Polecenie A
Przytocz fragment tekstu o Ryszardzie Kuklińskim: wszystko od „Prezydent Andrzej Duda” w dół aż do „Niepodległości Rzeczypospolitej Polskiej.”. Zastąp w nim „Orderem Orła Białego” wyrażeniem „najwyższym odznaczeniem państwowym”.
Polecenie B
Wymień wszystkie osoby, które tekst o Ryszardzie Kuklińskim podaje z imienia i nazwiska jako umieszczone na ogłoszonej przez prezydenta liście pośmiertnie odznaczonych.

Fragment tekstu
======
W imieniu Porozumienia Organizacji Kombatanckich i Niepodległościowych w Krakowie wyrażam wielkie zdziwienie, że gen. Ryszard Kukliński nie zasłużył zdaniem prezydenta Andrzeja Dudy na Order Orła Białego - podkreślił w przesłanym w środę PAP oświadczeniu dr Jerzy Bukowski.
Prezydent Andrzej Duda ogłosił w środę listę 25 osób, które 11 listopada br. zostaną pośmiertnie odznaczone Orderem Orła Białego za zasługi dla polskiej niepodległości. Znaleźli się na niej m.in. Maria Skłodowska-Curie, Janusz Korczak, Władysław Reymont, Ignacy Daszyński i Roman Dmowski. Nazwiska odznaczonych prezydent podał, rozpoczynając posiedzenie Komitetu Narodowych Obchodów Setnej Rocznicy Odzyskania Niepodległości Rzeczypospolitej Polskiej.
Reprezentujący Porozumienie Organizacji Kombatanckich i Niepodległościowych w Krakowie (POKiN), b. reprezentant prasowy gen. Kuklińskiego dr Jerzy Bukowski - w przesłanym PAP oświadczeniu - wyraził "wielkie zdziwienie, że +pierwszy polskie oficer w NATO+, człowiek, który, jak stwierdził jeden z szefów CIA, zrobił najwięcej dla obalenia komunizmu nie zasłużył - zdaniem Prezydenta RP - na włączenie go do grona kawalerów Orderu Orła Białego".
W ocenie Bukowskiego, "nie byłoby niepodległej Polski bez bohaterskiej misji, jakiej podjął się z czysto patriotycznych pobudek gen. Kukliński". "W wyniku nuklearnej hekatomby zniknęłaby ona z mapy Europy. Pominięcie go na liście osób, które na stulecie odzyskania przez nasz kraj niepodległości zostaną pośmiertnie uhonorowane najwyższym polskim odznaczeniem jest dla mnie równie smutne jak niezrozumiałe" - czytamy w oświadczeniu.
======
Zawartość materiału
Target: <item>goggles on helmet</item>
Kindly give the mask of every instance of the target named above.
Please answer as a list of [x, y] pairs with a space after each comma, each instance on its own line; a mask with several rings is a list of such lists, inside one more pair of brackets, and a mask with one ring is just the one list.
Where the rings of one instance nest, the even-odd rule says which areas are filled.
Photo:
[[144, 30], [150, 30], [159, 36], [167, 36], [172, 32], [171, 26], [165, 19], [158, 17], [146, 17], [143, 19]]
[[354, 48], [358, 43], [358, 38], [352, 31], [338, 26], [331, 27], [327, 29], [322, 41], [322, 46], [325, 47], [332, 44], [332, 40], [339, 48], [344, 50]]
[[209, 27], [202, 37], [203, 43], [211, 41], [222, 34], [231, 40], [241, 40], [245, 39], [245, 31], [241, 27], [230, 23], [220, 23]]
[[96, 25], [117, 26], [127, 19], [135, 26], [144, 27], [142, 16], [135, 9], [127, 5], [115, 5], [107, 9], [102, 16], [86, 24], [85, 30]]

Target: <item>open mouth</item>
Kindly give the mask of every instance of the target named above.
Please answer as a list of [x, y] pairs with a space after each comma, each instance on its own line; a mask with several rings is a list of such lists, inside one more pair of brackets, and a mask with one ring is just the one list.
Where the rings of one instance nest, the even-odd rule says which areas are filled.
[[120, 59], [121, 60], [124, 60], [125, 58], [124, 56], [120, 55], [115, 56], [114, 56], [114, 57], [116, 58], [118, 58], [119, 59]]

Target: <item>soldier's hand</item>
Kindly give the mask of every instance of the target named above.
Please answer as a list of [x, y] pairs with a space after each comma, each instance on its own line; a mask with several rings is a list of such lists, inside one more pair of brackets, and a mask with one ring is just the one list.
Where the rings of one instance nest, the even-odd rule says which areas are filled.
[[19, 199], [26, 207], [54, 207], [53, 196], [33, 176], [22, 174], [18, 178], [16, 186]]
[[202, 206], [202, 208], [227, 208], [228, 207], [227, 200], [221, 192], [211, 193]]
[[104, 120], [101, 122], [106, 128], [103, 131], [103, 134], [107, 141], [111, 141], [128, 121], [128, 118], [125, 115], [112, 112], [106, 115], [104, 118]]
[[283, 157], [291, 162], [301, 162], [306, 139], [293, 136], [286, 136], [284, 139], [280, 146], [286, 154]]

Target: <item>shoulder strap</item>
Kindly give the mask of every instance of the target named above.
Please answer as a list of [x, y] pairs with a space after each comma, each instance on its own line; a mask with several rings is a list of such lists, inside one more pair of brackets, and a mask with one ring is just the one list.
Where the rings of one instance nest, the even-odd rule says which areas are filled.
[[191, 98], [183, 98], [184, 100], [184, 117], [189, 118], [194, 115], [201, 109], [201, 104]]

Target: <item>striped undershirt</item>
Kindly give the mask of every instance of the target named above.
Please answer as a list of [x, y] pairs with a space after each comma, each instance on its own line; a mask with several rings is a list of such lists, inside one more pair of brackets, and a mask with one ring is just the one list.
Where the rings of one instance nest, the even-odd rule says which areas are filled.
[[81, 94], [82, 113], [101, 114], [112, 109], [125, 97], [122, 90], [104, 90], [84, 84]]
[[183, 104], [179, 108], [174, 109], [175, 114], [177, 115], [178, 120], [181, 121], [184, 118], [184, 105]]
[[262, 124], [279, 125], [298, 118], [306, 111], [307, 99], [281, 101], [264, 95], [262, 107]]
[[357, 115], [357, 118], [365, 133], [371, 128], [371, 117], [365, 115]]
======
Rozwiązanie A
Prezydent Andrzej Duda ogłosił w środę listę 25 osób, które 11 listopada br. zostaną pośmiertnie odznaczone najwyższym odznaczeniem państwowym za zasługi dla polskiej niepodległości. Znaleźli się na niej m.in. Maria Skłodowska-Curie, Janusz Korczak, Władysław Reymont, Ignacy Daszyński i Roman Dmowski. Nazwiska odznaczonych prezydent podał, rozpoczynając posiedzenie Komitetu Narodowych Obchodów Setnej Rocznicy Odzyskania Niepodległości Rzeczypospolitej Polskiej.

Rozwiązanie B
Maria Skłodowska-Curie, Janusz Korczak, Władysław Reymont, Ignacy Daszyński, Roman Dmowski